--- What is being asked ---
List every line of the records that contains the word "chimney", copying each line in full. Case counts.

--- Raw data ---
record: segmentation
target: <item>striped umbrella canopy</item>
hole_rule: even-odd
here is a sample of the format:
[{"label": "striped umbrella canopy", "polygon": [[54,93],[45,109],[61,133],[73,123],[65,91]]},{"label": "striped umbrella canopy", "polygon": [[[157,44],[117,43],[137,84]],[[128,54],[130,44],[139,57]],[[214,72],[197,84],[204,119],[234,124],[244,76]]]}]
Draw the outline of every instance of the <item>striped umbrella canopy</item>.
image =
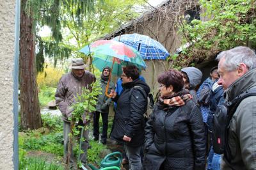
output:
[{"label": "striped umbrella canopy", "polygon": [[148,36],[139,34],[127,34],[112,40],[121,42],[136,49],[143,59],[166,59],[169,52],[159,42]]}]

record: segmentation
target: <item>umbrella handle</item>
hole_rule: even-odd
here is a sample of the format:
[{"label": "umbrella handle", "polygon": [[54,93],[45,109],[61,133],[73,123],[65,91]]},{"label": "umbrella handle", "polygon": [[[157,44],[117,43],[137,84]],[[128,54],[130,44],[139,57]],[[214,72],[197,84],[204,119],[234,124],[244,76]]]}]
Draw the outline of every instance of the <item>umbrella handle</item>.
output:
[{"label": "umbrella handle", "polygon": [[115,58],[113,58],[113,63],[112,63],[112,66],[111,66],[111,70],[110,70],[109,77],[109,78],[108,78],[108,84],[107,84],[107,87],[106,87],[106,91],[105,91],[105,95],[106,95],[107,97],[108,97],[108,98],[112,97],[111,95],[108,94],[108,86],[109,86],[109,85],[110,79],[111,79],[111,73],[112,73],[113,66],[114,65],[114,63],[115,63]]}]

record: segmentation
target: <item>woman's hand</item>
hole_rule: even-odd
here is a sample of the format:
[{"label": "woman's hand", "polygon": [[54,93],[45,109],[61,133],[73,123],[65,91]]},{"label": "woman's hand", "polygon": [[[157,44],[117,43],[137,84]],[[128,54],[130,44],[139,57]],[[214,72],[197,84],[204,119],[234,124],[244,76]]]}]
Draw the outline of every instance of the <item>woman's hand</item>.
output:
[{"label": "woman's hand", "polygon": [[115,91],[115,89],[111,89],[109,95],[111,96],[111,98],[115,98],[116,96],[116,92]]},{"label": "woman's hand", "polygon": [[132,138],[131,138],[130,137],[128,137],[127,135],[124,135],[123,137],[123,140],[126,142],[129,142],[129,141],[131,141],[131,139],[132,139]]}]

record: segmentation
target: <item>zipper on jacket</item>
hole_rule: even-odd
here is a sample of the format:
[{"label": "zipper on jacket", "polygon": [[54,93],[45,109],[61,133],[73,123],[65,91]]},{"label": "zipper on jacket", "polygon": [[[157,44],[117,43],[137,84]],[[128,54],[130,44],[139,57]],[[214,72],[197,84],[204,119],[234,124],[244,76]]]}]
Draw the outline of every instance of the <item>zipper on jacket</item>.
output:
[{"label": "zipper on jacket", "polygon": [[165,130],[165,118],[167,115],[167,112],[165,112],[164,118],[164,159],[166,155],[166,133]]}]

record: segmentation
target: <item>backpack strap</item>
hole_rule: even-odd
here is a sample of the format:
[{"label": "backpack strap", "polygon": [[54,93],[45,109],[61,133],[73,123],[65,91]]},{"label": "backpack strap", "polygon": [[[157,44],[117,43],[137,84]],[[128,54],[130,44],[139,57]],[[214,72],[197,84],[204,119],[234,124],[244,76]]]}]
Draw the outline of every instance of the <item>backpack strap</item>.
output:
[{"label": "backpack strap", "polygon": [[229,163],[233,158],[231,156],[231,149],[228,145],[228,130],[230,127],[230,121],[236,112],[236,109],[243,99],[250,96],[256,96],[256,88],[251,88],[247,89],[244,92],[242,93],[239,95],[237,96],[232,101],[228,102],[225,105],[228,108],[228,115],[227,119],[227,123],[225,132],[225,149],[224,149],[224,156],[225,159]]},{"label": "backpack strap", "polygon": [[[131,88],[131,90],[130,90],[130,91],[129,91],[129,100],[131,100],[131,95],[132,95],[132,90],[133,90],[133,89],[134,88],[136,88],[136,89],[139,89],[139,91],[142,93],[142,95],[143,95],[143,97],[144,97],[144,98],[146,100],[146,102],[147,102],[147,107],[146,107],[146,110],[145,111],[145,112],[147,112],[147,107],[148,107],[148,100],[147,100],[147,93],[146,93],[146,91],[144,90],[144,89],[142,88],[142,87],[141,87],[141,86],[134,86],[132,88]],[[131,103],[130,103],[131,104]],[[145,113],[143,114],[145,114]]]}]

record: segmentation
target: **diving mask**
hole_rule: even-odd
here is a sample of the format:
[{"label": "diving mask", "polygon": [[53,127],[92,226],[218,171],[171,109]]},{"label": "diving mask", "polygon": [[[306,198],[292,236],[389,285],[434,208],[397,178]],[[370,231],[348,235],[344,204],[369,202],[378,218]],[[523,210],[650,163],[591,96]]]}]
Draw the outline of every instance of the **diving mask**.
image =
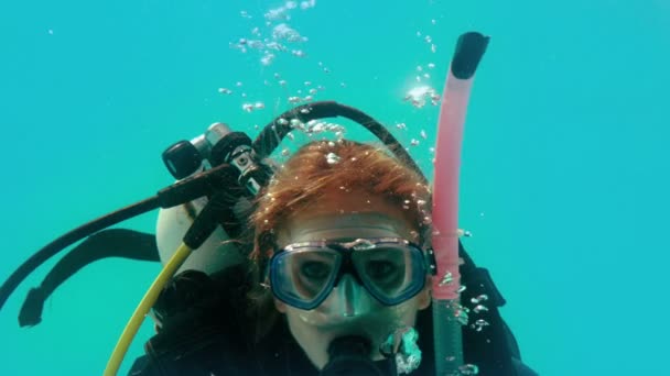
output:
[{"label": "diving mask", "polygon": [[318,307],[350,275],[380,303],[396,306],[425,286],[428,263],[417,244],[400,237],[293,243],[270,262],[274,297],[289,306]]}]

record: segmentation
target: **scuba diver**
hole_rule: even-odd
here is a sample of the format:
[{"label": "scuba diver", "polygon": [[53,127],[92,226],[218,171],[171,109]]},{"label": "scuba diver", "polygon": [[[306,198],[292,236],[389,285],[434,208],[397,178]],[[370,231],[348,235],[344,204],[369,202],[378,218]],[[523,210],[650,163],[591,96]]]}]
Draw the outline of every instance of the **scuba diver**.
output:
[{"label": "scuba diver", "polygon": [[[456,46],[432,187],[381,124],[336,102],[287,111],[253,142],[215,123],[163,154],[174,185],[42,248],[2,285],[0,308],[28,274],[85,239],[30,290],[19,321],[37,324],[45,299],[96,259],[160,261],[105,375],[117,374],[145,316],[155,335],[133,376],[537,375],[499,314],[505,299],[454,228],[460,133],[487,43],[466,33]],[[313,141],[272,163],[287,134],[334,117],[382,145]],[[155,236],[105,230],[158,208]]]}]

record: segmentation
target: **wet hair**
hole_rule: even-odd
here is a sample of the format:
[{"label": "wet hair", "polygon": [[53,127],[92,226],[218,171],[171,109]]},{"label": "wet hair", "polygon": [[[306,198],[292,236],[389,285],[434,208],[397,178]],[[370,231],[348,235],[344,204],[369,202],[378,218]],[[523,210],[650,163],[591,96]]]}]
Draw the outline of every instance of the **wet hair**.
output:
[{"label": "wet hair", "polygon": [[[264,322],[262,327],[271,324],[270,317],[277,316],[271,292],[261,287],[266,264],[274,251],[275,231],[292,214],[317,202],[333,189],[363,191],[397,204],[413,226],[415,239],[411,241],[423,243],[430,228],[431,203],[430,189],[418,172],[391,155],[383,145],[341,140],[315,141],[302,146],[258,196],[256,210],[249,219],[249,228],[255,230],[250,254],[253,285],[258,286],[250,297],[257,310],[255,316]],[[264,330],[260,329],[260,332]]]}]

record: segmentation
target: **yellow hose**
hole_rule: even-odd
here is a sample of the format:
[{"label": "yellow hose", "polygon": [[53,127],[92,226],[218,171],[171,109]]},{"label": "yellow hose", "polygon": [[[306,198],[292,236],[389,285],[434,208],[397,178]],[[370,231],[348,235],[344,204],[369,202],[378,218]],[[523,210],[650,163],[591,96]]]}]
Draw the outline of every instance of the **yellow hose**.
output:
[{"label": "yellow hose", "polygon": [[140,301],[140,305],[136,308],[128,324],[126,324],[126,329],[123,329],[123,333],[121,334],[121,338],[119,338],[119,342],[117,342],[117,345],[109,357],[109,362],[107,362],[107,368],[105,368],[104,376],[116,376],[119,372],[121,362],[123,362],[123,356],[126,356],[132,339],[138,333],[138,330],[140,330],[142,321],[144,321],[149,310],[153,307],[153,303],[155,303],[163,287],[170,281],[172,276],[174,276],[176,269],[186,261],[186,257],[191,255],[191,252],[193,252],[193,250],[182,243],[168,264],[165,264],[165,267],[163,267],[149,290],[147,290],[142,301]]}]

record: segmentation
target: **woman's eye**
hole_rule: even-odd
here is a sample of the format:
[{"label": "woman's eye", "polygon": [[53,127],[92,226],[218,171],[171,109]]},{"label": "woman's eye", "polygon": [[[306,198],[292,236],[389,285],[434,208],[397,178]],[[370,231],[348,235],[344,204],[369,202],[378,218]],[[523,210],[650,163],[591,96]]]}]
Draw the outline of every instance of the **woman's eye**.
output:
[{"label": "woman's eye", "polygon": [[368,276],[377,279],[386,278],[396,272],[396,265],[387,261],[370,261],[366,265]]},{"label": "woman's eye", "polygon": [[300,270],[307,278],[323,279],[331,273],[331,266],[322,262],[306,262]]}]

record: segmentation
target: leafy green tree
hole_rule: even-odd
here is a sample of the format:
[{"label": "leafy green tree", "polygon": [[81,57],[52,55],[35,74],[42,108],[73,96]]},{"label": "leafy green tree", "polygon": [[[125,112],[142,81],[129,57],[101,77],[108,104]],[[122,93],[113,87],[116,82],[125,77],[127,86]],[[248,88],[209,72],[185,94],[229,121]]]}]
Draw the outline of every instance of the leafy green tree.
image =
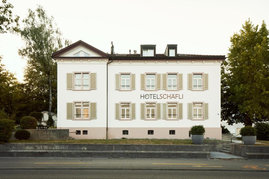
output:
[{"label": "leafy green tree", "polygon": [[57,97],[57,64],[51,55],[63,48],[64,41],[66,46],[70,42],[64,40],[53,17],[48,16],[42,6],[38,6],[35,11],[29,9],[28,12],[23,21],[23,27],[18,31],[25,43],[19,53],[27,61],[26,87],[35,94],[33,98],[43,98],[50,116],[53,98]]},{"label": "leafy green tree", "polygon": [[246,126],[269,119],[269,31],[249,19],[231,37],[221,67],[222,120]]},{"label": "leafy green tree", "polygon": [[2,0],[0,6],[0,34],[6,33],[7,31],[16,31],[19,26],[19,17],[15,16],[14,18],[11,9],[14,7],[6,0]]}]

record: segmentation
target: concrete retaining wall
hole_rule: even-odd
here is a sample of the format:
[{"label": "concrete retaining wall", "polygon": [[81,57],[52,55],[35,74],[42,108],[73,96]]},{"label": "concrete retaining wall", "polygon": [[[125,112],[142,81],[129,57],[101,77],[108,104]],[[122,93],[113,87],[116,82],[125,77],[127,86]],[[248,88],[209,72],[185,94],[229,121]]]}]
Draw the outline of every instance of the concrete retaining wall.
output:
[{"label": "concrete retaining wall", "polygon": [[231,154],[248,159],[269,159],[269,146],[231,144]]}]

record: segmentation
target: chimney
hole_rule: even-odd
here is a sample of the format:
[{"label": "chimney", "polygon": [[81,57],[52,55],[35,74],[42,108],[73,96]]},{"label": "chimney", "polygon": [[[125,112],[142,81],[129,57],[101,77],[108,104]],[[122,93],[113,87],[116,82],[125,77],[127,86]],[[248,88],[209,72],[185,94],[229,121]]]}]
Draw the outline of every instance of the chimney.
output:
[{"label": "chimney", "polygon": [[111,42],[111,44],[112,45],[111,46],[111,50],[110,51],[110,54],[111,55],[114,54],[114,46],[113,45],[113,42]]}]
==
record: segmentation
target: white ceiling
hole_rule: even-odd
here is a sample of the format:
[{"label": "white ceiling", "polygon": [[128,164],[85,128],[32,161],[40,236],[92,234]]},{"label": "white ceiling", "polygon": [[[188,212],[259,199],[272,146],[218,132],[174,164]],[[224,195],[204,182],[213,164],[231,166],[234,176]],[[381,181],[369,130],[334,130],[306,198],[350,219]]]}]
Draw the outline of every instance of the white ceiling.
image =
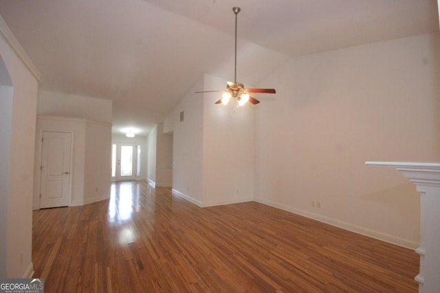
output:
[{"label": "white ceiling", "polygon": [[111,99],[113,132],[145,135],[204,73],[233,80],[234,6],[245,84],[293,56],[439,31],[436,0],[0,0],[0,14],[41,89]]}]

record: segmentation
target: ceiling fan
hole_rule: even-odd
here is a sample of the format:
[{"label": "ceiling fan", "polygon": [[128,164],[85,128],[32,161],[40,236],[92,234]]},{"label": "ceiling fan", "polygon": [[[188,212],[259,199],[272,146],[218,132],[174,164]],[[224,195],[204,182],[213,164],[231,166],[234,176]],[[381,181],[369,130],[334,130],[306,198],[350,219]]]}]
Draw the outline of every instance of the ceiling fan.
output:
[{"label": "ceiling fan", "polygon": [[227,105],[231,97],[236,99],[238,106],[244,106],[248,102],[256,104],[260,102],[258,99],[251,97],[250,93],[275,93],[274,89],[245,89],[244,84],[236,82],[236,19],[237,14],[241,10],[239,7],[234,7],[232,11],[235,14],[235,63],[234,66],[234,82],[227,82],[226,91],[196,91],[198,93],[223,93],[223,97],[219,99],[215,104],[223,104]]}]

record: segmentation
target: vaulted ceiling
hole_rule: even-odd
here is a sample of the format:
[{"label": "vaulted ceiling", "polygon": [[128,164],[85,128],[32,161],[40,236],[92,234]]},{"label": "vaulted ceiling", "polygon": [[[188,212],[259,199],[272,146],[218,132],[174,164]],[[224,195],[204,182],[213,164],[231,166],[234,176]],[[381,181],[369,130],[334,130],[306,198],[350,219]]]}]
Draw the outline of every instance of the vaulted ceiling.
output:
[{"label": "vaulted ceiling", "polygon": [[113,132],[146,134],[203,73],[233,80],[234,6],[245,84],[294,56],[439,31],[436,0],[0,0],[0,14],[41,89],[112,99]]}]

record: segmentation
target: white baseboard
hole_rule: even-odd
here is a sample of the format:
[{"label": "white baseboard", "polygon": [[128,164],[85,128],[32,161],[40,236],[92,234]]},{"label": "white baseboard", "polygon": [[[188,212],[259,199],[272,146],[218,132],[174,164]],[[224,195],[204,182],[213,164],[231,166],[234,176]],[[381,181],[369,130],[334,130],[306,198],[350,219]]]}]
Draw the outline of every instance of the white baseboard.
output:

--- Result below ---
target: chimney
[{"label": "chimney", "polygon": [[81,57],[52,55],[35,74],[42,108],[73,96]]},{"label": "chimney", "polygon": [[[125,112],[142,81],[129,57],[101,77],[108,104]],[[122,93],[113,87],[116,82],[125,77],[127,86]],[[248,88],[209,72],[185,94],[229,121]]]}]
Draw the outline of every instance of the chimney.
[{"label": "chimney", "polygon": [[111,42],[111,44],[112,45],[111,46],[111,50],[110,51],[110,54],[111,55],[114,54],[114,46],[113,45],[113,42]]}]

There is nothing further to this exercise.